-- Source records follows --
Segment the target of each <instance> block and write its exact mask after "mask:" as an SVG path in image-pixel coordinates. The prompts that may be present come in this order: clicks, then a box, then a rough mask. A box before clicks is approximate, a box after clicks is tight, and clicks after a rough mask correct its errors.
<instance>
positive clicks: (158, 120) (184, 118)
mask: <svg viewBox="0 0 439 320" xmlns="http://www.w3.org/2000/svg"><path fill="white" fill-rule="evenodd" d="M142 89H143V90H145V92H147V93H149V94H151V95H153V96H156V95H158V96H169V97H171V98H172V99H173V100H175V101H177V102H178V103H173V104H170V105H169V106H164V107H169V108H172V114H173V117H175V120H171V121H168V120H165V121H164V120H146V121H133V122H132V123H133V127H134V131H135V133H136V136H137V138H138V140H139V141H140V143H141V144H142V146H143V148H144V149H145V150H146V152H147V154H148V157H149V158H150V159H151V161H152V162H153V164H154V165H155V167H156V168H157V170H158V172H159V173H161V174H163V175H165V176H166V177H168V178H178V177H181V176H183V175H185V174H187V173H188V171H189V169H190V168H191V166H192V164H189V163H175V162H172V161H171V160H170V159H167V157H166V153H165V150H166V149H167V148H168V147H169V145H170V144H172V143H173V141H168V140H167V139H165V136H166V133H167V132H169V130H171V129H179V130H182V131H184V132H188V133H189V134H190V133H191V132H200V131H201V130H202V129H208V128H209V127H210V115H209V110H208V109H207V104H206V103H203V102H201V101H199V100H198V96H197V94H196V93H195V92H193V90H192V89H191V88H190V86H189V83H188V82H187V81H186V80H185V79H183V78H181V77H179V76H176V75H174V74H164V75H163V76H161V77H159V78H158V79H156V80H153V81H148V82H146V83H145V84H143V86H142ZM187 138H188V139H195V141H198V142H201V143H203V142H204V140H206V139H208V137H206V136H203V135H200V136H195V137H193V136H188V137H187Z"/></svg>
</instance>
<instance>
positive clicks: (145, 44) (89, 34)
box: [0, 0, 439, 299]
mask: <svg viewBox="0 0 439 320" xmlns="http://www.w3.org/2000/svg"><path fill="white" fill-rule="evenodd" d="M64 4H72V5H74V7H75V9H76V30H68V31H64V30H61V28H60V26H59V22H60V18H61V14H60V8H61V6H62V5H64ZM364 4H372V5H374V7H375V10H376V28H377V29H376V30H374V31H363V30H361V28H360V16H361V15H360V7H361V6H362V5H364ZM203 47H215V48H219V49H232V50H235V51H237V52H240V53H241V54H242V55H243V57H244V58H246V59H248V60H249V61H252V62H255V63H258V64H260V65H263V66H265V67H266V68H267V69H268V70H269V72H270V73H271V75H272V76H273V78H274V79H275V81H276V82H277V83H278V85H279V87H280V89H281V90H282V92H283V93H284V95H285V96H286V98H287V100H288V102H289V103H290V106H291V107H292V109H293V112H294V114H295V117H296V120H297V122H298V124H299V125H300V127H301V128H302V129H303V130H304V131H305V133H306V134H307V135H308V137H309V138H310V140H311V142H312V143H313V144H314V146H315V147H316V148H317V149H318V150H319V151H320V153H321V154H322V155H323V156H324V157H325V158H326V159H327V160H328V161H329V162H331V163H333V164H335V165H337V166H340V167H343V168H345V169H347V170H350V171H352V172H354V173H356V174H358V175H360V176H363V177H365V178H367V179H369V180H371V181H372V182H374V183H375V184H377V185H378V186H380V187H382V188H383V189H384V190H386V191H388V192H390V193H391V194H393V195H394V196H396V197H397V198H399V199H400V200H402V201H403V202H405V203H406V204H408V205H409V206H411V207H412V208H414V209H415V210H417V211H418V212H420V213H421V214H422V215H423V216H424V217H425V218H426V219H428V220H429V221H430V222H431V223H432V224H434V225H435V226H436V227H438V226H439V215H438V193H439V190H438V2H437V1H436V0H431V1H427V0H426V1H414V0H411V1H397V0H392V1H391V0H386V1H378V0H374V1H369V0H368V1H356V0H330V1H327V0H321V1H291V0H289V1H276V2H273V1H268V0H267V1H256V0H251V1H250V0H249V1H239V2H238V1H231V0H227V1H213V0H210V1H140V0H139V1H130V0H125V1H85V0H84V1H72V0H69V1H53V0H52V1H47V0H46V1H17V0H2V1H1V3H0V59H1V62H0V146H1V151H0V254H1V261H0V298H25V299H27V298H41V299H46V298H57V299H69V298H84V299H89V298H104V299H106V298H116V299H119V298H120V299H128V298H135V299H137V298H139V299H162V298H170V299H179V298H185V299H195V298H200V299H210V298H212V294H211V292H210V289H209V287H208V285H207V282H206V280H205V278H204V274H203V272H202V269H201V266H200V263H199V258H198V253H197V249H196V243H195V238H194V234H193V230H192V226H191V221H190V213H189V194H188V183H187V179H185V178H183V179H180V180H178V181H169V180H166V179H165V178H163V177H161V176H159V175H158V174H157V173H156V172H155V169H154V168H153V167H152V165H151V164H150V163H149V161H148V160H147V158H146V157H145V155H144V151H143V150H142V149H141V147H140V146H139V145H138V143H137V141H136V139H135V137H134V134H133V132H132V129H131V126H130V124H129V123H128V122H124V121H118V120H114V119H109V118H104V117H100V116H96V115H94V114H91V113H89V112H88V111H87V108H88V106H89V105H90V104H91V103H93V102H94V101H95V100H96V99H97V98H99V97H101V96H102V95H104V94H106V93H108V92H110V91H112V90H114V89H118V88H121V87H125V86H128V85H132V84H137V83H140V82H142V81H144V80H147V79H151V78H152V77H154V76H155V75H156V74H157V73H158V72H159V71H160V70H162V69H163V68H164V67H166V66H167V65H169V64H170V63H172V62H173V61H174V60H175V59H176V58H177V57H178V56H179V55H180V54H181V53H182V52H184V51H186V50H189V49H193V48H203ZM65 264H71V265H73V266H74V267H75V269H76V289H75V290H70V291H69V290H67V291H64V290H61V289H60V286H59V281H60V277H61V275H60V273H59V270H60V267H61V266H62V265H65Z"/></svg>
-- Source records concluded --
Task brief
Give the records above again in full, keeping every character unchanged.

Response to the exercise
Segment the target of each <instance> block and write its exact mask after "mask:" as an SVG path in image-pixel coordinates. The prompts that may be present come in this order: clicks, then a box, then a rough mask. A box before clicks is approximate, a box after clicks is tight, and clicks after a rough mask correct its errors.
<instance>
positive clicks: (158, 120) (184, 118)
mask: <svg viewBox="0 0 439 320" xmlns="http://www.w3.org/2000/svg"><path fill="white" fill-rule="evenodd" d="M142 89H143V90H145V92H147V93H149V94H151V95H153V96H156V95H158V96H169V97H171V98H172V99H173V100H175V101H177V102H178V103H173V104H170V105H169V106H164V107H169V108H172V114H173V117H175V120H171V121H168V120H165V121H164V120H146V121H133V122H132V123H133V127H134V131H135V133H136V136H137V138H138V140H139V141H140V143H141V144H142V146H143V148H144V149H145V150H146V152H147V154H148V157H149V158H150V159H151V161H152V162H153V164H154V165H155V167H156V168H157V170H158V172H159V173H161V174H163V175H165V176H166V177H168V178H178V177H181V176H183V175H185V174H187V173H188V171H189V169H190V168H191V166H192V164H189V163H175V162H172V161H171V160H170V159H167V157H166V153H165V150H166V149H167V148H168V147H169V145H170V144H172V143H173V141H168V140H167V139H165V136H166V133H167V132H169V130H171V129H179V130H182V131H184V132H188V133H189V134H190V133H191V132H200V131H201V130H202V129H208V128H209V127H210V115H209V110H208V109H207V104H206V103H203V102H201V101H199V100H198V96H197V94H196V93H195V92H193V90H192V89H191V88H190V86H189V83H188V82H187V81H186V80H185V79H183V78H181V77H179V76H176V75H174V74H164V75H163V76H161V77H159V78H158V79H156V80H153V81H148V82H146V83H145V84H143V86H142ZM187 138H188V139H195V141H198V142H201V143H203V142H204V140H206V139H208V137H206V136H203V135H200V136H195V137H193V136H188V137H187Z"/></svg>
</instance>
<instance>
positive clicks: (145, 44) (89, 34)
box: [0, 0, 439, 299]
mask: <svg viewBox="0 0 439 320" xmlns="http://www.w3.org/2000/svg"><path fill="white" fill-rule="evenodd" d="M64 4H72V5H74V7H75V9H76V30H68V31H64V30H61V28H60V26H59V22H60V18H61V14H60V8H61V6H62V5H64ZM364 4H372V5H374V7H375V10H376V28H377V29H376V30H374V31H363V30H361V28H360V16H361V15H360V7H361V6H362V5H364ZM203 47H215V48H219V49H232V50H235V51H237V52H240V53H241V54H242V55H243V57H244V58H246V59H248V60H249V61H252V62H255V63H258V64H260V65H263V66H265V67H266V68H267V69H268V70H269V72H270V73H271V75H272V76H273V78H274V79H275V81H276V82H277V83H278V85H279V87H280V89H281V90H282V92H283V93H284V95H285V96H286V98H287V100H288V102H289V103H290V106H291V107H292V109H293V112H294V114H295V117H296V120H297V122H298V124H299V125H300V127H301V128H302V129H303V130H304V131H305V133H306V134H307V135H308V137H309V138H310V140H311V142H312V143H313V144H314V146H315V147H316V148H317V149H318V150H319V151H320V153H321V154H322V155H323V156H324V157H325V158H326V159H327V160H328V161H329V162H331V163H333V164H335V165H337V166H340V167H343V168H345V169H347V170H350V171H352V172H354V173H356V174H358V175H360V176H363V177H365V178H367V179H369V180H371V181H372V182H374V183H375V184H377V185H378V186H380V187H382V188H383V189H384V190H386V191H388V192H390V193H391V194H393V195H394V196H396V197H397V198H399V199H400V200H402V201H403V202H405V203H406V204H408V205H409V206H411V207H412V208H414V209H415V210H417V211H418V212H420V213H421V214H422V215H423V216H424V217H425V218H426V219H428V220H429V221H430V222H431V223H432V224H434V225H435V226H436V227H438V226H439V215H438V193H439V190H438V2H437V1H436V0H431V1H427V0H426V1H414V0H411V1H397V0H392V1H391V0H386V1H378V0H374V1H369V0H368V1H356V0H330V1H327V0H321V1H291V0H289V1H276V2H273V1H268V0H267V1H256V0H251V1H250V0H249V1H239V2H238V1H231V0H227V1H213V0H210V1H140V0H139V1H130V0H125V1H85V0H84V1H72V0H69V1H53V0H52V1H47V0H46V1H17V0H2V1H1V3H0V59H1V62H0V146H1V151H0V254H1V261H0V298H25V299H27V298H41V299H46V298H57V299H69V298H84V299H89V298H104V299H106V298H116V299H119V298H120V299H128V298H135V299H137V298H139V299H162V298H170V299H179V298H185V299H195V298H200V299H210V298H212V294H211V292H210V289H209V287H208V285H207V282H206V280H205V278H204V274H203V272H202V269H201V266H200V263H199V258H198V253H197V249H196V243H195V238H194V234H193V230H192V226H191V221H190V213H189V194H188V183H187V179H185V178H183V179H180V180H178V181H169V180H166V179H165V178H163V177H161V176H159V175H158V174H157V173H156V172H155V169H154V168H153V167H152V165H151V164H150V163H149V161H148V160H147V158H146V157H145V155H144V151H143V150H142V149H141V147H140V146H139V145H138V143H137V141H136V139H135V137H134V134H133V132H132V129H131V126H130V124H129V123H128V122H124V121H118V120H114V119H109V118H104V117H100V116H96V115H94V114H91V113H89V112H88V111H87V108H88V106H89V105H90V104H91V103H93V102H94V101H95V100H96V99H97V98H99V97H101V96H102V95H104V94H106V93H108V92H110V91H112V90H114V89H118V88H121V87H125V86H128V85H132V84H137V83H140V82H142V81H144V80H147V79H151V78H152V77H154V76H155V75H156V74H157V73H158V72H159V71H160V70H162V69H163V68H164V67H166V66H167V65H169V64H170V63H172V62H173V61H174V60H175V59H176V58H177V57H178V56H179V55H180V54H181V53H182V52H184V51H186V50H189V49H193V48H203ZM65 264H71V265H73V266H74V267H75V269H76V289H75V290H70V291H69V290H67V291H64V290H61V289H60V286H59V281H60V277H61V275H60V273H59V270H60V267H61V266H62V265H65Z"/></svg>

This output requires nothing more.